** Start Records for this exercise **

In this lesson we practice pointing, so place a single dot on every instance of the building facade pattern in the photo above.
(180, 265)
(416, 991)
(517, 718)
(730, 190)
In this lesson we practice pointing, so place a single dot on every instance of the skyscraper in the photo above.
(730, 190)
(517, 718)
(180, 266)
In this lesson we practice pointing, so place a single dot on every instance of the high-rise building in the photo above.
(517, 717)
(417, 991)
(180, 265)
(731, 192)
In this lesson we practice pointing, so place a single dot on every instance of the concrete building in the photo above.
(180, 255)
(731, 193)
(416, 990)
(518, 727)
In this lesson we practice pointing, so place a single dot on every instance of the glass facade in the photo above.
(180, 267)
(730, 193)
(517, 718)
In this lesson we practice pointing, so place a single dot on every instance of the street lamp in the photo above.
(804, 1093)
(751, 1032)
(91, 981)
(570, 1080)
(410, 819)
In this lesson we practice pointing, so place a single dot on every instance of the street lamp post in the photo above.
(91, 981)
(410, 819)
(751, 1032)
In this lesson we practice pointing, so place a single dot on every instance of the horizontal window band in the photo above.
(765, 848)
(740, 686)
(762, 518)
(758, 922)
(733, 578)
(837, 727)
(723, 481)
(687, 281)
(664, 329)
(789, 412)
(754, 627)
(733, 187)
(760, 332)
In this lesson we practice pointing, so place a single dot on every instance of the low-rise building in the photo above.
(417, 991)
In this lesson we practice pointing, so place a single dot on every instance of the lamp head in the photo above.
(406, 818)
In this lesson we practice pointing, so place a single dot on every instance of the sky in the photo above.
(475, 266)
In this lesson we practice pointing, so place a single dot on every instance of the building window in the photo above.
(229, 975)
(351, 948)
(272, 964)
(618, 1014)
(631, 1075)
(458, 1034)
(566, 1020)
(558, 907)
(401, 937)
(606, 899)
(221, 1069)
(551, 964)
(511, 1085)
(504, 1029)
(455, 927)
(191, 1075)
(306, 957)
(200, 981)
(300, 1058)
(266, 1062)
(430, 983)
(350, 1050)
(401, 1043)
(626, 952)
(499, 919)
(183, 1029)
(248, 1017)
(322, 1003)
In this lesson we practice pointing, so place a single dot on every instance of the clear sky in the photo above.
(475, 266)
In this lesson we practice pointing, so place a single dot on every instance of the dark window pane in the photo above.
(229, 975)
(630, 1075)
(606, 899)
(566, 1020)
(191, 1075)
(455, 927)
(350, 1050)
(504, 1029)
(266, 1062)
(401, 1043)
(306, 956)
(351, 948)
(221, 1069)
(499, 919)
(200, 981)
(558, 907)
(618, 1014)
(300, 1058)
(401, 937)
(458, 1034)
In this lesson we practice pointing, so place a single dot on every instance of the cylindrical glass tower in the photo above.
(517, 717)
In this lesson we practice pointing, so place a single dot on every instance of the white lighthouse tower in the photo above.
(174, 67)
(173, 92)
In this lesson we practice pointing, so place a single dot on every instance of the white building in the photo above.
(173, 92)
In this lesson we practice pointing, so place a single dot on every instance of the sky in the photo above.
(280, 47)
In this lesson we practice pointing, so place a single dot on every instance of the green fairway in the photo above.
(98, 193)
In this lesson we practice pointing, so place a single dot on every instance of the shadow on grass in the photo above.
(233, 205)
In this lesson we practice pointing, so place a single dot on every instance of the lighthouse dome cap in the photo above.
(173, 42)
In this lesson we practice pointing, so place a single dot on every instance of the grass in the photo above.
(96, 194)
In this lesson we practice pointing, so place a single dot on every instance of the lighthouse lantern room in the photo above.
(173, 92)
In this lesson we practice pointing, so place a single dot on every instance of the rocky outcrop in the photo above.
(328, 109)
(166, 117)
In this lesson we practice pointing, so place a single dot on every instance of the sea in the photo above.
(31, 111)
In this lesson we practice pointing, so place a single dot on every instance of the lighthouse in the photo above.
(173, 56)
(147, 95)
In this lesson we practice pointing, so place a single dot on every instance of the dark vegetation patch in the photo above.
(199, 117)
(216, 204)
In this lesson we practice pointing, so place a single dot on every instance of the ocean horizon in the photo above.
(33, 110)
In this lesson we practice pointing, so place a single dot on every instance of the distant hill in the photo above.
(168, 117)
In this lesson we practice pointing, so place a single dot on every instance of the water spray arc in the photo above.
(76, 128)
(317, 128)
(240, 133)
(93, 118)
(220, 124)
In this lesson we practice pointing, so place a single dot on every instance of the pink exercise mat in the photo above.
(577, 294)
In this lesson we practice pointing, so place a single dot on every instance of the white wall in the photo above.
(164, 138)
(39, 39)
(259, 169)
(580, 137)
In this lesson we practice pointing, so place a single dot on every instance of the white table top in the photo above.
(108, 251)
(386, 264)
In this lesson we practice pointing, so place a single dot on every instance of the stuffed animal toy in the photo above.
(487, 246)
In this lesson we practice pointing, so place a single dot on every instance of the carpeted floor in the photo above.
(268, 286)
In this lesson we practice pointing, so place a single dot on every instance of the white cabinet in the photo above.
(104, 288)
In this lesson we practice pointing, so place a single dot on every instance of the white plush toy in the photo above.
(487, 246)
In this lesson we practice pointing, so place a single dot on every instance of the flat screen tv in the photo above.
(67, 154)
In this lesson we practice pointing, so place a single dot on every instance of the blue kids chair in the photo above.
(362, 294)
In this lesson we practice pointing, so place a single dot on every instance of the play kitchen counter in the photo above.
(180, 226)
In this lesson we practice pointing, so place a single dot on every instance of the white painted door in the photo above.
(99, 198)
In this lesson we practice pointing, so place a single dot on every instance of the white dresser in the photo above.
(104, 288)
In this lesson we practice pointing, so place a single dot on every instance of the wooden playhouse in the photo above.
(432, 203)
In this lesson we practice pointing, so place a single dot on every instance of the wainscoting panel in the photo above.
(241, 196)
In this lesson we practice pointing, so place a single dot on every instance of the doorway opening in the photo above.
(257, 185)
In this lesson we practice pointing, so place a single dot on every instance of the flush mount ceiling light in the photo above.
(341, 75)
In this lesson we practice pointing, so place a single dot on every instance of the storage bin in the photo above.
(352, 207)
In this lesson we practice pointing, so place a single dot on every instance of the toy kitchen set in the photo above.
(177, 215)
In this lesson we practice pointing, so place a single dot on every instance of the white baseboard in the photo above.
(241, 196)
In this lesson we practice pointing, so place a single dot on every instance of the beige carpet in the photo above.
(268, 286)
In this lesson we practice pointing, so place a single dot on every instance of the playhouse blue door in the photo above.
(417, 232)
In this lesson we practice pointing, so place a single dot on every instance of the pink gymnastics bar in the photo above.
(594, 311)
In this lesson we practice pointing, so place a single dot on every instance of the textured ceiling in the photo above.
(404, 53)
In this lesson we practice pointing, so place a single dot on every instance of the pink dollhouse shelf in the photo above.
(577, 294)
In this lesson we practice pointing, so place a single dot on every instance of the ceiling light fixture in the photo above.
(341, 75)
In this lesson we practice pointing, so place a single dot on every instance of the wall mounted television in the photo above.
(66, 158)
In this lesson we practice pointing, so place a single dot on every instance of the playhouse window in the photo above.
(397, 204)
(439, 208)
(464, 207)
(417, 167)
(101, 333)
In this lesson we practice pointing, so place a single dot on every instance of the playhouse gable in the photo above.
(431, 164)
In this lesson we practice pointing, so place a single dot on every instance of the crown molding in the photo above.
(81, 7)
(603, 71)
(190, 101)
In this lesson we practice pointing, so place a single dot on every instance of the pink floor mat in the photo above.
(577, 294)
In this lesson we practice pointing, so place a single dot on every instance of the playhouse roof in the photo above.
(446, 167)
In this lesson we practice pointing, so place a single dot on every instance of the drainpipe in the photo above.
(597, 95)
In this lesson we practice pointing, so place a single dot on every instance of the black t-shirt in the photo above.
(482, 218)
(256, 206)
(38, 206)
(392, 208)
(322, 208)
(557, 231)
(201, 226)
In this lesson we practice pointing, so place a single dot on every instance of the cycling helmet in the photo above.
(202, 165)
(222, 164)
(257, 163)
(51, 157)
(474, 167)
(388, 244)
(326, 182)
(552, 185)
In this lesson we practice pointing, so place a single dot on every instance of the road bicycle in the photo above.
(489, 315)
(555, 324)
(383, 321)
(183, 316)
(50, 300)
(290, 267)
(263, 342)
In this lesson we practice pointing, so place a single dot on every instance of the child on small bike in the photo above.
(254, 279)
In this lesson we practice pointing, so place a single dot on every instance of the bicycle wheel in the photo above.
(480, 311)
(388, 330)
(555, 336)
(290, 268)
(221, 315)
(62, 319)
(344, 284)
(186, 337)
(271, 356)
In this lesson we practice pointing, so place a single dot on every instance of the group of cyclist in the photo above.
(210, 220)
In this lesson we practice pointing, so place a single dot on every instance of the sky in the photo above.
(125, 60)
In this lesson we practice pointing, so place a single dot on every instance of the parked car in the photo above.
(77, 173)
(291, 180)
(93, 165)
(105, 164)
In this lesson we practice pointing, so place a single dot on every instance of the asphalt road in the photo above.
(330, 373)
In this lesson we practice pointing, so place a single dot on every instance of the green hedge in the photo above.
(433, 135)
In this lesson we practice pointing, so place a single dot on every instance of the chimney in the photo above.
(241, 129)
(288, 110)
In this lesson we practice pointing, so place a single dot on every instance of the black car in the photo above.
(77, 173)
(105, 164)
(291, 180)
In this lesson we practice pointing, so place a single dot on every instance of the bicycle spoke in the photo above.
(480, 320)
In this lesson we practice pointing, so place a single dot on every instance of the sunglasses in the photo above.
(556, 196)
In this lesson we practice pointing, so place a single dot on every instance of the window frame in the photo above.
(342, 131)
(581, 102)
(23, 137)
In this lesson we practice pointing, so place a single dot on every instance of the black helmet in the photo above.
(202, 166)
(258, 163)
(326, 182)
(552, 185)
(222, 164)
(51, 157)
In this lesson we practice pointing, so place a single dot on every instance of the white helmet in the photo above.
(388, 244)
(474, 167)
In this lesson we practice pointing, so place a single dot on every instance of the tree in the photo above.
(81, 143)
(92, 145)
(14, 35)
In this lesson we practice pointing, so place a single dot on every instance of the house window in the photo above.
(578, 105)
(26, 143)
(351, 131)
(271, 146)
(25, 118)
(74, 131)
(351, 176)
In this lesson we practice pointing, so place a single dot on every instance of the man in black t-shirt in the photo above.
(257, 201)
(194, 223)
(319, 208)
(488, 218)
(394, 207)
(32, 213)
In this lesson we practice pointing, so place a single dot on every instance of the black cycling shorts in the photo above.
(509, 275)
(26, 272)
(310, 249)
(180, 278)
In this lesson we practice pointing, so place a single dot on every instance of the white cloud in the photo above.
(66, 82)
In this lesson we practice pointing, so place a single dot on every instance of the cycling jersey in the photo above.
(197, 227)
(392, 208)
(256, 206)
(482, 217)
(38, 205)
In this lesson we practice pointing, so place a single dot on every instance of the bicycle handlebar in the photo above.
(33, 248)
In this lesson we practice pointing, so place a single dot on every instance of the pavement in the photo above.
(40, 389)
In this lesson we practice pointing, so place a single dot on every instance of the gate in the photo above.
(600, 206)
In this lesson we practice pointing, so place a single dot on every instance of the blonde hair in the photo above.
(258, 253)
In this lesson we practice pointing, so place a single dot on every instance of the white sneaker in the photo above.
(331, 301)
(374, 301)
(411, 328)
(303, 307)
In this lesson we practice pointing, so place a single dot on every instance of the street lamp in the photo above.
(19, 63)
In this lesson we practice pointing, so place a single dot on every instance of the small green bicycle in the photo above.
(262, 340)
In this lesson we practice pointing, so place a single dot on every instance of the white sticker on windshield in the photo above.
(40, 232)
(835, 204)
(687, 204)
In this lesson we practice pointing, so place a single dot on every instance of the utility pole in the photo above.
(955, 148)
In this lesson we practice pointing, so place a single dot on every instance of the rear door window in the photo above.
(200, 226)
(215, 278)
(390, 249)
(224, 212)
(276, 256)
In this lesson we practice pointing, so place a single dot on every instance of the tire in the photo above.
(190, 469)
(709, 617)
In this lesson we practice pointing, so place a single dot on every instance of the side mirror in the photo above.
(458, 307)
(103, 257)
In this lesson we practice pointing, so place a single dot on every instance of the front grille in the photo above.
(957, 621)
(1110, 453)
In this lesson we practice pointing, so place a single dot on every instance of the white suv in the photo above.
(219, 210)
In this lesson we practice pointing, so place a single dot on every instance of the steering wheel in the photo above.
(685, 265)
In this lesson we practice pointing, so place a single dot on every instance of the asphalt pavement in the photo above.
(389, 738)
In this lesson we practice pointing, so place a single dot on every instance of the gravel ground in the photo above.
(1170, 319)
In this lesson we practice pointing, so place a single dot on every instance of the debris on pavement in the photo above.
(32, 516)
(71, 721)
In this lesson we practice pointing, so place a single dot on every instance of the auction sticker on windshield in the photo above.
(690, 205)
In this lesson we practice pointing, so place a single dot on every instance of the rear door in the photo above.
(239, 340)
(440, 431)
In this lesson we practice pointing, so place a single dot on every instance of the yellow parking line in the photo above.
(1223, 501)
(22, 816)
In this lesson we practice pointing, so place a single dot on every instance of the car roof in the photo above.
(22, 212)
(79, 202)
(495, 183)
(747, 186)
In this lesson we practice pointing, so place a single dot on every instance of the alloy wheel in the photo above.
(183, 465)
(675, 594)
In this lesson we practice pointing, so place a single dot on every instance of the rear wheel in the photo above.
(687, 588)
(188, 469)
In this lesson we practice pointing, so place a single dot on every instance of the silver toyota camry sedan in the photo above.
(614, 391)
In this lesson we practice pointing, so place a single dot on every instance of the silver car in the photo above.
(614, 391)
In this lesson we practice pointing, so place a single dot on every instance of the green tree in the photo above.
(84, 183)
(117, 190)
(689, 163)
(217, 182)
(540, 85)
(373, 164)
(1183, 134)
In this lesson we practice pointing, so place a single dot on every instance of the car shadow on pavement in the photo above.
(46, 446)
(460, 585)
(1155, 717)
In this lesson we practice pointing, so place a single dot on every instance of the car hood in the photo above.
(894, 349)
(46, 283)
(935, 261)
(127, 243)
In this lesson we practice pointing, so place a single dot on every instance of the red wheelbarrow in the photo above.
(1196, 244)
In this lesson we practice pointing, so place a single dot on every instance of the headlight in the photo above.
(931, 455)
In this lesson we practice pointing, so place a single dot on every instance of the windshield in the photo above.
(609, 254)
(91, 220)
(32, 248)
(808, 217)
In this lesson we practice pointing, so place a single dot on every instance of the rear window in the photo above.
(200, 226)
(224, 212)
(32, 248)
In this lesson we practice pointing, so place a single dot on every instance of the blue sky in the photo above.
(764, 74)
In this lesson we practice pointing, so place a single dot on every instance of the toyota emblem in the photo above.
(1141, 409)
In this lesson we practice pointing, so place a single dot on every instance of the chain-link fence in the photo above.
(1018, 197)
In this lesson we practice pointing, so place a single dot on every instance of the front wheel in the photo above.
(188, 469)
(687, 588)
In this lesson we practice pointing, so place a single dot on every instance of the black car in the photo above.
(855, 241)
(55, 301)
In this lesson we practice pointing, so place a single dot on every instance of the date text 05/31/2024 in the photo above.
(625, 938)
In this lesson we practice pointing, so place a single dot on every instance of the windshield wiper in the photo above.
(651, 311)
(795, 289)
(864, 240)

** End Records for this exercise **

**Your task:** In the listing above, find the line with "hood in the photo above." and set down that line and all after it exactly, through the final line.

**Answer to this task:**
In this lesson we practice pointing, so place a single dot on every instance of the car hood in the photo above.
(894, 349)
(46, 283)
(935, 261)
(127, 243)
In this lesson we practice pointing, so place a single dot on every instance of the red wheelbarrow in the photo above.
(1196, 244)
In this lesson we practice pointing, so place a single dot on every instance of the headlight in the photo above.
(931, 455)
In this lesson we practice pointing, so place a single dot on every instance of the windshield in the photo above.
(609, 254)
(91, 220)
(32, 248)
(808, 217)
In this lesson we practice pointing, so place a single dot on every instance of the rear window in the photo above.
(200, 226)
(224, 212)
(32, 248)
In this lesson we practice pointing, so place a single dot on every instance of the blue sky in the photo above.
(764, 74)
In this lesson we practice pointing, so place a single dot on every instance of the toyota emblem in the photo above.
(1141, 409)
In this lesson we practice pointing, so place a single dot on every instance of the chain-link fence in the photo above.
(1018, 197)
In this lesson we practice pointing, so place a single dot on every instance of the front wheel in the photo above.
(188, 469)
(687, 588)
In this lesson we practice pointing, so place a single dot on every instance of the black car in the photo above.
(855, 241)
(55, 301)
In this lesson we practice pointing, so place a single dot on every instance of the date text 05/31/2024 in the photo above.
(625, 938)
In this lesson we practice pointing, so place a single dot on every instance of the windshield wiper in the photo above.
(651, 311)
(795, 289)
(864, 240)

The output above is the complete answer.